RECORDS FOR THE EXERCISE:
(begin)

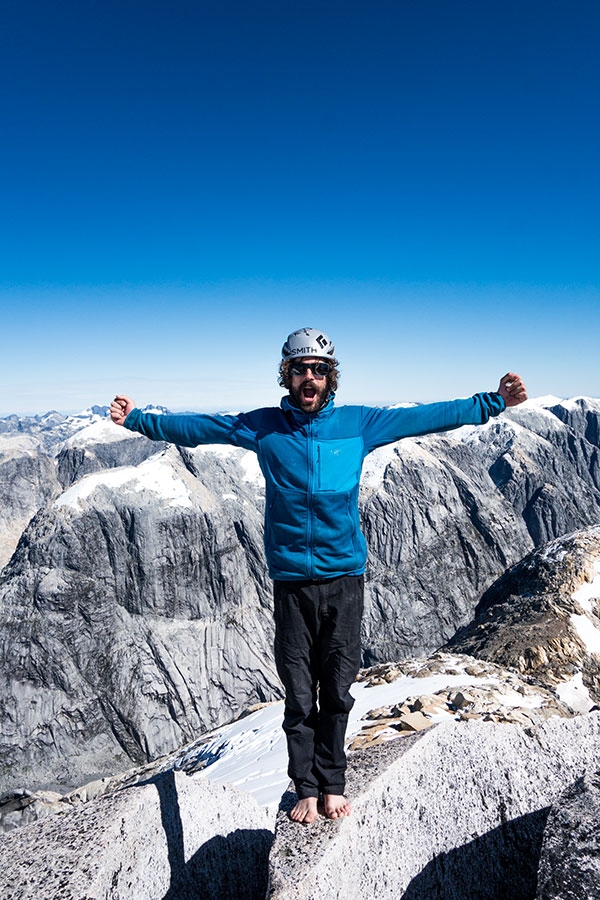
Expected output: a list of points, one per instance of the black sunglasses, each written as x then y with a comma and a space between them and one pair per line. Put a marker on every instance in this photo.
319, 369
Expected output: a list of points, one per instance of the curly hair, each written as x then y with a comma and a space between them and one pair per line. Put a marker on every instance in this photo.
285, 379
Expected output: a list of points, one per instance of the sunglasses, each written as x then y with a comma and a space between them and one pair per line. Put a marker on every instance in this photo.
319, 370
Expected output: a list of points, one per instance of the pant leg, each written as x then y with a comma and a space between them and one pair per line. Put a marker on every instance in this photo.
341, 607
296, 606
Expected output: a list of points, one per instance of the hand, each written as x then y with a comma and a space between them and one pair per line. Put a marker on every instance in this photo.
512, 389
120, 408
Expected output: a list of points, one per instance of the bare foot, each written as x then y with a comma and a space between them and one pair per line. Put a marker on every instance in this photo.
305, 811
336, 806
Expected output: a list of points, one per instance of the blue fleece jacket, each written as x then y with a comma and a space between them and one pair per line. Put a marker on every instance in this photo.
312, 465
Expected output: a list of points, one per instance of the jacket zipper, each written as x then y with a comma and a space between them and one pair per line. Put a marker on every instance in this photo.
311, 477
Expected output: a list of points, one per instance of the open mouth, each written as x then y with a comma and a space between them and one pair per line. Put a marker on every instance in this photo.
308, 393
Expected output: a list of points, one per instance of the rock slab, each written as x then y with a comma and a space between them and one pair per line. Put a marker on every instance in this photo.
456, 811
570, 861
173, 838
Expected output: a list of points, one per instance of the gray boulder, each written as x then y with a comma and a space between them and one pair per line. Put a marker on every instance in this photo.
456, 811
136, 615
542, 617
570, 860
173, 838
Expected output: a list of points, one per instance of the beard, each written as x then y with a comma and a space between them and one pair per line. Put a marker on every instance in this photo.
310, 396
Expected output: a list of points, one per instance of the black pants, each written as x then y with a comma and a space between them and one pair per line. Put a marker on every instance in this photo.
317, 652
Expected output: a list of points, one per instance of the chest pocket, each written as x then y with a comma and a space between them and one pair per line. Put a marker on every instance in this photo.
338, 464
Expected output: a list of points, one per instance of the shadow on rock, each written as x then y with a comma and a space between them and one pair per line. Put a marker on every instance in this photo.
234, 867
500, 865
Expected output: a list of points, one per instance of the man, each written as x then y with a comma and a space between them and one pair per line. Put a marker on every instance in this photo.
311, 454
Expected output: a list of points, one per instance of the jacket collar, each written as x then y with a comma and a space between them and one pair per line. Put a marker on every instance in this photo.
303, 418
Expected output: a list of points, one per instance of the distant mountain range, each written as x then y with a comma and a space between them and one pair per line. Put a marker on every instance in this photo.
135, 606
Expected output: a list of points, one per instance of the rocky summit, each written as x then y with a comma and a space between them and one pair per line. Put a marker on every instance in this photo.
136, 611
136, 620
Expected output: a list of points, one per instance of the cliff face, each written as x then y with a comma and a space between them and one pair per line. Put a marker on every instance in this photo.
135, 616
488, 787
135, 610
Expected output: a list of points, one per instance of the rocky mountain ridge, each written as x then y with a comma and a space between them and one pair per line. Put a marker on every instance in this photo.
452, 791
136, 612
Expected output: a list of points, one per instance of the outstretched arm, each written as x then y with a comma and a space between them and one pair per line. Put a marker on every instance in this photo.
120, 408
512, 389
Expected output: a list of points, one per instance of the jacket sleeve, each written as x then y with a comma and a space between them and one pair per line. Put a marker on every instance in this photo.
192, 430
384, 426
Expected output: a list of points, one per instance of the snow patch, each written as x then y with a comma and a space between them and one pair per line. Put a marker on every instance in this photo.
252, 754
104, 431
155, 474
589, 590
375, 465
587, 632
575, 694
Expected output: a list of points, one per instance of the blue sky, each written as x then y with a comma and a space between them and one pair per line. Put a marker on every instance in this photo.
183, 183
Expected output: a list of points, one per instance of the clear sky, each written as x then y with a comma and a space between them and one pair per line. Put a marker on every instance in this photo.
184, 182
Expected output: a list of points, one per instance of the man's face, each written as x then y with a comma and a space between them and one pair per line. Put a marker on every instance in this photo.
309, 391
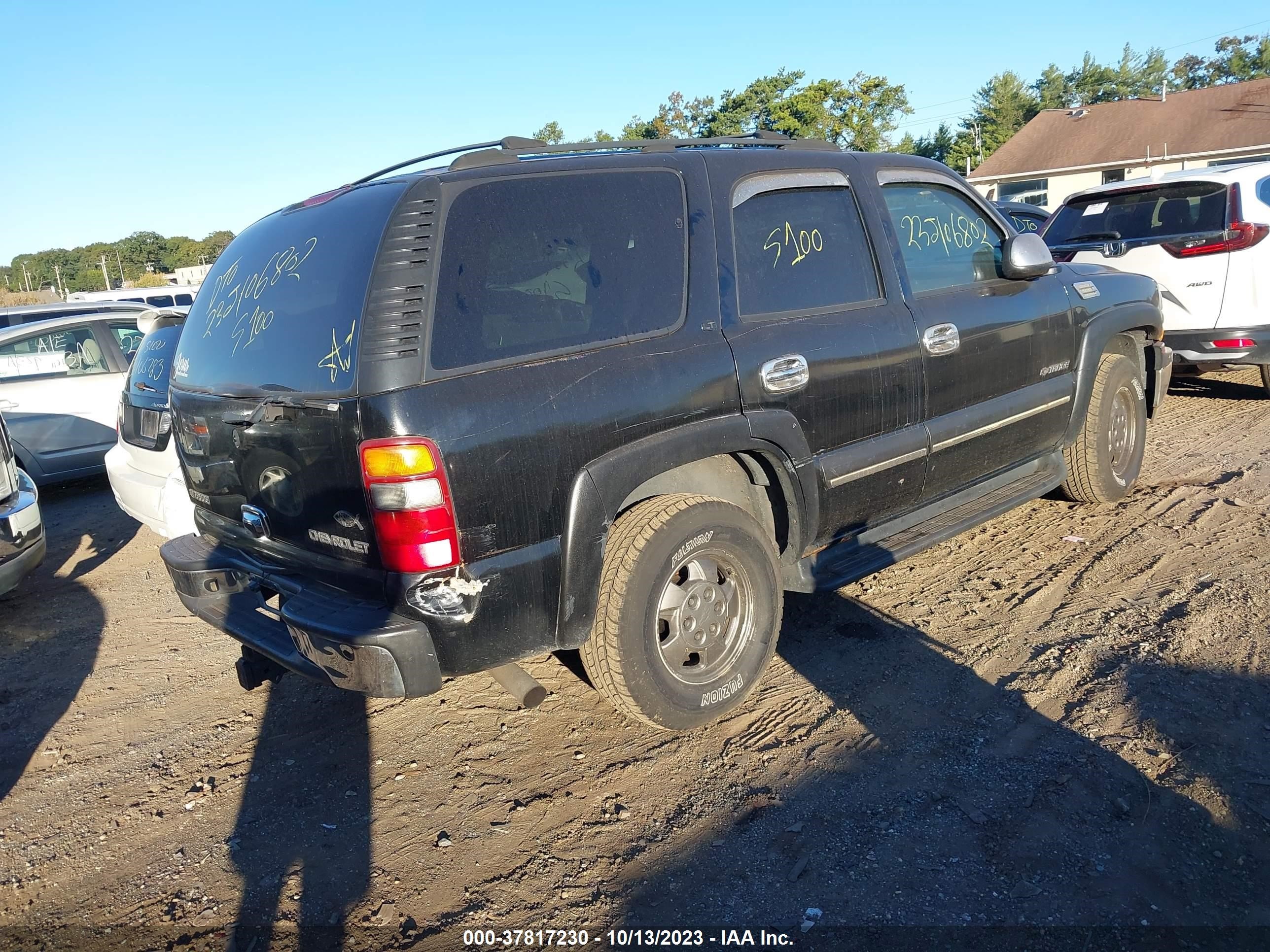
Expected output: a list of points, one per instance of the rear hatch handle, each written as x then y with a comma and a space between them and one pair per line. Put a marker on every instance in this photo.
272, 409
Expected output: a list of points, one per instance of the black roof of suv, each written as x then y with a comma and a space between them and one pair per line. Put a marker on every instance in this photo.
619, 397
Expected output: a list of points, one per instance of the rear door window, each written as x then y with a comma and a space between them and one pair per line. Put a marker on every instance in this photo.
537, 265
281, 309
1158, 211
151, 364
945, 239
69, 352
802, 249
129, 338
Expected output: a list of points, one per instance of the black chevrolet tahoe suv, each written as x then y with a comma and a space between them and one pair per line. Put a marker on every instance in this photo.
620, 398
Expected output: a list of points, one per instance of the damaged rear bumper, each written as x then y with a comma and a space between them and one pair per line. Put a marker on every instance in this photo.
314, 630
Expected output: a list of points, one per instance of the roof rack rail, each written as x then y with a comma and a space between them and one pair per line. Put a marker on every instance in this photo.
511, 153
506, 142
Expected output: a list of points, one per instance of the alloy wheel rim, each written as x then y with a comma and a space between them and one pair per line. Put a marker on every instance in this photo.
705, 616
1123, 433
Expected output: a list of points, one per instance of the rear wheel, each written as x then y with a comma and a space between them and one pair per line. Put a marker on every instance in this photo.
1106, 456
690, 607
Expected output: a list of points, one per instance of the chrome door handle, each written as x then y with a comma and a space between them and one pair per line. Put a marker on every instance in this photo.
784, 374
942, 340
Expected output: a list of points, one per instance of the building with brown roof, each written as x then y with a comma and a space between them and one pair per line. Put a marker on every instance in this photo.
1062, 151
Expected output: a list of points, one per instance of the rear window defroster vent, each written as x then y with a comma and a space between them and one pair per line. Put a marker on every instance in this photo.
391, 340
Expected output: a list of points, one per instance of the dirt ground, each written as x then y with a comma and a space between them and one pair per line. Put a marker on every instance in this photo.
1066, 738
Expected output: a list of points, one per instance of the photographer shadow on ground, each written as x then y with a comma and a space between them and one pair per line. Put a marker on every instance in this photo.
51, 625
947, 800
303, 837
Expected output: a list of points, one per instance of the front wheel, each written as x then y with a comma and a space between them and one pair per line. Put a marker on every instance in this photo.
1105, 457
690, 607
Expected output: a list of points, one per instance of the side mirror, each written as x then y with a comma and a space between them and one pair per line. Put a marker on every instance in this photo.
1026, 257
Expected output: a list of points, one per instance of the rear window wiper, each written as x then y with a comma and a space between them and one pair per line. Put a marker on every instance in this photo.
1093, 237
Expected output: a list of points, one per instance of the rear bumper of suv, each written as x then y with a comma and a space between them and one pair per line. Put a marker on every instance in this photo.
316, 631
1197, 345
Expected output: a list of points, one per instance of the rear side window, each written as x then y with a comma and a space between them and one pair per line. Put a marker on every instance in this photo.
802, 249
151, 364
281, 309
73, 352
944, 238
545, 263
1160, 211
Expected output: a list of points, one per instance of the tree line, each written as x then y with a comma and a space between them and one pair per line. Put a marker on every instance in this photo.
138, 257
865, 112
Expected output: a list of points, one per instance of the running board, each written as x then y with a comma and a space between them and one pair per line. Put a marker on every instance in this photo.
896, 540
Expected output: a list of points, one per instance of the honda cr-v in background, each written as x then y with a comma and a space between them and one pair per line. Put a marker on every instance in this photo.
1200, 234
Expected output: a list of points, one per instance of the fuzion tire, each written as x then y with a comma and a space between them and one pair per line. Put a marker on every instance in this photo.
690, 609
1106, 456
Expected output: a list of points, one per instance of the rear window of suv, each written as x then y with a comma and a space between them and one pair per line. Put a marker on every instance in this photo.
281, 309
539, 265
1156, 211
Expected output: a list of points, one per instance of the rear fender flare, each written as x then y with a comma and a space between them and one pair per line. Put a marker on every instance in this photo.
1097, 340
603, 485
28, 462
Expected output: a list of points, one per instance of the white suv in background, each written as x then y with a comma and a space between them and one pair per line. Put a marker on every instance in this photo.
145, 474
1202, 235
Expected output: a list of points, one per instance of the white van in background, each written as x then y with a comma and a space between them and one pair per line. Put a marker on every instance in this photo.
162, 296
145, 474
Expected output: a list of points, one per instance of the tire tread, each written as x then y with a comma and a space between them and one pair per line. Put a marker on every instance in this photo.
628, 537
1083, 455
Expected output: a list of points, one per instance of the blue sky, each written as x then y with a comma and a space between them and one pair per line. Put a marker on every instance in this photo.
186, 118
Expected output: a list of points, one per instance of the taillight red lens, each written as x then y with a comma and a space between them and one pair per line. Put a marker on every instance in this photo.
1238, 234
409, 497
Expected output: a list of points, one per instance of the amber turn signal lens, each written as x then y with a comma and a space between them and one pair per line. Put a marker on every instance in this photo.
395, 461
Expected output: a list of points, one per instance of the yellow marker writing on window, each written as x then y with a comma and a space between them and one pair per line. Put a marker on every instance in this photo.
804, 243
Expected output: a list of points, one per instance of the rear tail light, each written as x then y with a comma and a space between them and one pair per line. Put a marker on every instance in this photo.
1238, 234
415, 516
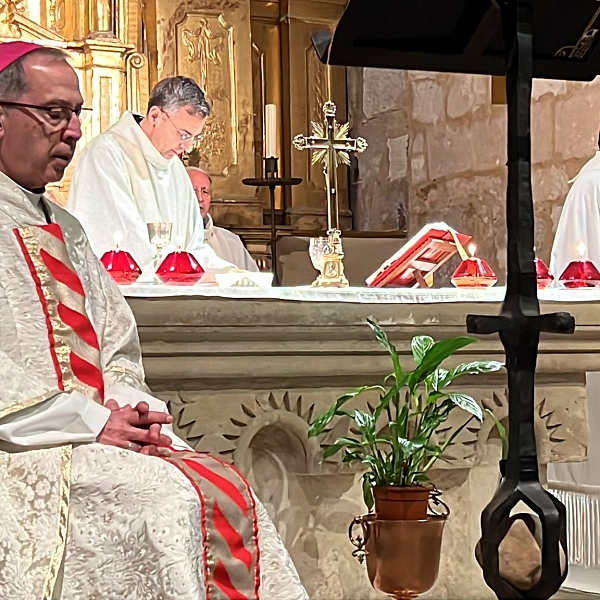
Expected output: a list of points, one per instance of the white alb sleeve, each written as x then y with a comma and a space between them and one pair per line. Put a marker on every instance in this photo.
66, 418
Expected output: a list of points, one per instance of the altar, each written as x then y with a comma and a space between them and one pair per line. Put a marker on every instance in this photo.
245, 369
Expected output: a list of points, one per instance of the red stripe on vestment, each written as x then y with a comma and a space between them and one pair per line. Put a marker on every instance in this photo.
232, 537
254, 520
42, 299
80, 324
62, 273
224, 583
55, 230
87, 373
223, 484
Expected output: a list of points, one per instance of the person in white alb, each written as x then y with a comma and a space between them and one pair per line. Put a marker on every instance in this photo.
132, 175
578, 230
226, 244
99, 498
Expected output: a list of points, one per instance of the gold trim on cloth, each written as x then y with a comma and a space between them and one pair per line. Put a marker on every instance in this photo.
67, 341
64, 497
62, 349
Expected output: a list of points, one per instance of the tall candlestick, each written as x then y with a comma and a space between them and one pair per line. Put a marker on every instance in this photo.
270, 130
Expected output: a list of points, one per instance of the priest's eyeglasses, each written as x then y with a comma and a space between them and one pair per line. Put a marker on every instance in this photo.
56, 116
185, 136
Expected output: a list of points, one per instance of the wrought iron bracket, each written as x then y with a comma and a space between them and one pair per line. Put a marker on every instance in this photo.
520, 325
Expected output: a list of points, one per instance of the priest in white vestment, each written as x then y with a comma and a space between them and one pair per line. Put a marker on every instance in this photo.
94, 505
226, 244
132, 175
578, 231
578, 484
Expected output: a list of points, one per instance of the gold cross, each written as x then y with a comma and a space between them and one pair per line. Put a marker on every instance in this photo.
331, 146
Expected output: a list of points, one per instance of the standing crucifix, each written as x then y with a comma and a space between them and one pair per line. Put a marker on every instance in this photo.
331, 146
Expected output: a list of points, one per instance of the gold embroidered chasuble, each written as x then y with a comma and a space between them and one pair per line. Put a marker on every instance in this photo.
122, 525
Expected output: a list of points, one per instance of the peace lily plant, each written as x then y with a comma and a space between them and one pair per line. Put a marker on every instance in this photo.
395, 439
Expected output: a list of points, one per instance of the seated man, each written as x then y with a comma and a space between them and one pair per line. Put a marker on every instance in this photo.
578, 228
132, 175
226, 244
99, 498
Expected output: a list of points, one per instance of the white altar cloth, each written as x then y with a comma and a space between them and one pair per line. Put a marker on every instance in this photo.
355, 295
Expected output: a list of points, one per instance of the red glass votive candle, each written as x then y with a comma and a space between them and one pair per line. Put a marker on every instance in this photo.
180, 268
542, 273
121, 266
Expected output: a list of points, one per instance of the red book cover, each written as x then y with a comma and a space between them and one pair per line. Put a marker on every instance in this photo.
419, 258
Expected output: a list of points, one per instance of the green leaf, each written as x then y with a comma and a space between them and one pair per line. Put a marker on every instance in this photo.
419, 345
350, 457
409, 447
322, 421
467, 403
436, 379
332, 449
387, 398
340, 443
477, 367
438, 353
368, 491
366, 425
384, 340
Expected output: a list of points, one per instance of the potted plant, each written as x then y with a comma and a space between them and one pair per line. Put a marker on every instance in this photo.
396, 441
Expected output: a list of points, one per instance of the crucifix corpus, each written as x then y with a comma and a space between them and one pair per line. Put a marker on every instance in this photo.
331, 146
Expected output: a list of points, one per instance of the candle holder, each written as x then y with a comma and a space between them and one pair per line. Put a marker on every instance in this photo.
180, 268
473, 273
121, 266
272, 180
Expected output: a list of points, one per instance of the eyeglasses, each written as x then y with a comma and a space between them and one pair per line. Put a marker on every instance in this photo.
56, 116
185, 136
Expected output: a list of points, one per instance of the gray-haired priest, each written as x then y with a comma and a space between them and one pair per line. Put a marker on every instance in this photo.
131, 175
99, 498
225, 243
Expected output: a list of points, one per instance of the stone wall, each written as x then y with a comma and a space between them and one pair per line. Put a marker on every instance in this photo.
437, 151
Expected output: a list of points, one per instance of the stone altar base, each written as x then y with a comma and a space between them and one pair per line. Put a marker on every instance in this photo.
244, 376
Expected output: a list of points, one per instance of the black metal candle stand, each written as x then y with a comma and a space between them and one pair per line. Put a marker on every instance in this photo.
272, 180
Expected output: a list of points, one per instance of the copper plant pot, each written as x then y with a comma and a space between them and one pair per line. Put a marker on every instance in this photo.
403, 557
396, 503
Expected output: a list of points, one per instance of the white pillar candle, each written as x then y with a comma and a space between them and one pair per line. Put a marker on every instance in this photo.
270, 130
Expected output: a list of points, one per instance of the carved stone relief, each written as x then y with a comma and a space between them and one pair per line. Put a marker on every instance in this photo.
312, 502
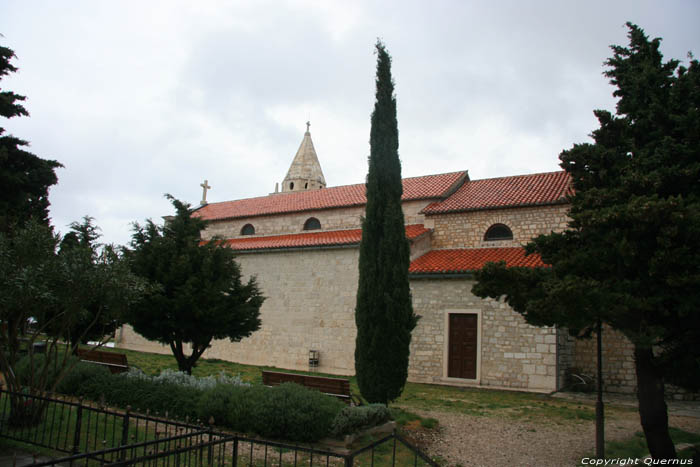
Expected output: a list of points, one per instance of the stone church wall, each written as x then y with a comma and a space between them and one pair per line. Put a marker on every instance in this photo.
310, 305
467, 229
513, 354
330, 219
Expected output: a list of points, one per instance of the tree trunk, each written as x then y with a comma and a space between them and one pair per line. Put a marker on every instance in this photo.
652, 406
186, 363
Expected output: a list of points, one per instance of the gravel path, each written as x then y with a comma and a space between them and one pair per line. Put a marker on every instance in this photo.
487, 441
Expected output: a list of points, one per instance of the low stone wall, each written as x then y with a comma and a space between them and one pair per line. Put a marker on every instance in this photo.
619, 373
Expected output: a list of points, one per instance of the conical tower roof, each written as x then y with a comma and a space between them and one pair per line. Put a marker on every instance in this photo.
305, 172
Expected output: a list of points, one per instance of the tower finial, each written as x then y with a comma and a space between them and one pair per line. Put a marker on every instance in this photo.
205, 186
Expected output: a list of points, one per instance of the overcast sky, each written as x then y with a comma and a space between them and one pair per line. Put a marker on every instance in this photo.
141, 98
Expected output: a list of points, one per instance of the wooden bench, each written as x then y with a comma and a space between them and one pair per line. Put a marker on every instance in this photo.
116, 362
337, 387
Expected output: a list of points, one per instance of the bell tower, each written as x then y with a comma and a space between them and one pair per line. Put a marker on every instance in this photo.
305, 172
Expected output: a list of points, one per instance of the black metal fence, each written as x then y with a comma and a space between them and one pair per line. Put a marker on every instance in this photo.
93, 435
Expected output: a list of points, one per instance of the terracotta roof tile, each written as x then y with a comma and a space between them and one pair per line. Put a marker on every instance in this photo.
520, 190
426, 187
466, 260
311, 239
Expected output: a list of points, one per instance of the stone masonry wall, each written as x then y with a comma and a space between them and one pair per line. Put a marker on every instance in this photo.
330, 219
513, 353
467, 229
618, 360
310, 305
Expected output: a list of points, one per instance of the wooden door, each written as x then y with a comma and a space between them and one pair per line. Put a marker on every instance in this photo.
462, 346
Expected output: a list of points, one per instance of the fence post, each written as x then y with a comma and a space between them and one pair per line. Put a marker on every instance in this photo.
210, 450
78, 423
125, 433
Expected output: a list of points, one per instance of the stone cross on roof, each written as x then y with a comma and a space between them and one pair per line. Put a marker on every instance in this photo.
205, 186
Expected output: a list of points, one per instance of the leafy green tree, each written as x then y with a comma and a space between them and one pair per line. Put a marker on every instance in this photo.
88, 319
630, 256
383, 314
52, 289
24, 178
198, 295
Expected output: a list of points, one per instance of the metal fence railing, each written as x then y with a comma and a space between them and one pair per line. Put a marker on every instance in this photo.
92, 435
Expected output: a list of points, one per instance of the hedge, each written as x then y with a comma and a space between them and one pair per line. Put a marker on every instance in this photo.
287, 411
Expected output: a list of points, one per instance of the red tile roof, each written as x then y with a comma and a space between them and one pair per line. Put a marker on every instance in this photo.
415, 188
311, 239
493, 193
466, 260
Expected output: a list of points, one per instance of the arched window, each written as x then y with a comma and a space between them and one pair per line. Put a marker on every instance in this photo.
312, 224
498, 232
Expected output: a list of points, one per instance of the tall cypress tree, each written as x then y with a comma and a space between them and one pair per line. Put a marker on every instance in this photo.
384, 313
24, 178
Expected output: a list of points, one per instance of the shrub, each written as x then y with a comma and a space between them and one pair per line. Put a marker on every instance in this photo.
229, 405
293, 412
288, 411
183, 379
84, 379
353, 419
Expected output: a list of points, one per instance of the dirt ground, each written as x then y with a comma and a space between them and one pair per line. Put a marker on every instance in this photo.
465, 440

(end)

PROBLEM REQUIREMENTS:
Everything from the line with "the stone cross" through the last line of the material above should be echoed exactly, and nothing else.

TASK OUTPUT:
Expected output: a list of points, one per instance of the stone cross on roof, each written as x then y with a comma and a space between them and one pair per line. Put a marker on every instance in this photo.
205, 186
Expected output: a list of points, one per instance of the leafy green tree, each written as x then y with a comma and a space between them and one pair per line. Put a marker on every instance in this photo.
88, 319
630, 256
383, 314
52, 289
24, 178
198, 295
Expected output: a list of points, one per instance of the metal fence railing, each written as x then y with a comma and a space between them and one pair per line. Put a marker on every instance in this photo.
92, 435
Expected output: a list of points, one per instance of the hedge, each written as x then y with a comma and a space between them and one pair per line. Put a marker on every instance in this photo.
287, 411
Expected output: a list of points, one per instance of the red tile roof, each written as x then y with a comma and a space between them and one pair per line. Put a marker on every instance in this photo.
415, 188
311, 239
493, 193
466, 260
Expected output: a list of points, one per instance of the arched window, each written as x then y with a comma and a space between them and one pair per line. Put a marker on every instance in this photo.
312, 224
498, 232
Expected output: a list of points, one per instance of the tall cypress tree, each written as x then y with a comma and a space between them and one pair per line. Put a marker on every instance in this photo.
384, 313
24, 178
Expected output: a list of points, one per instance of the shrub, each written as x then y with a comma and a space between them and one pair per line. Put a marker on every instance in this photo.
229, 405
293, 412
288, 411
183, 379
84, 379
353, 419
Expected output: a list of points, one per instance of the dirt ground, each written as x then y with a comma and a space between them and one pair per line. Put a marker on every instance in this photo.
465, 440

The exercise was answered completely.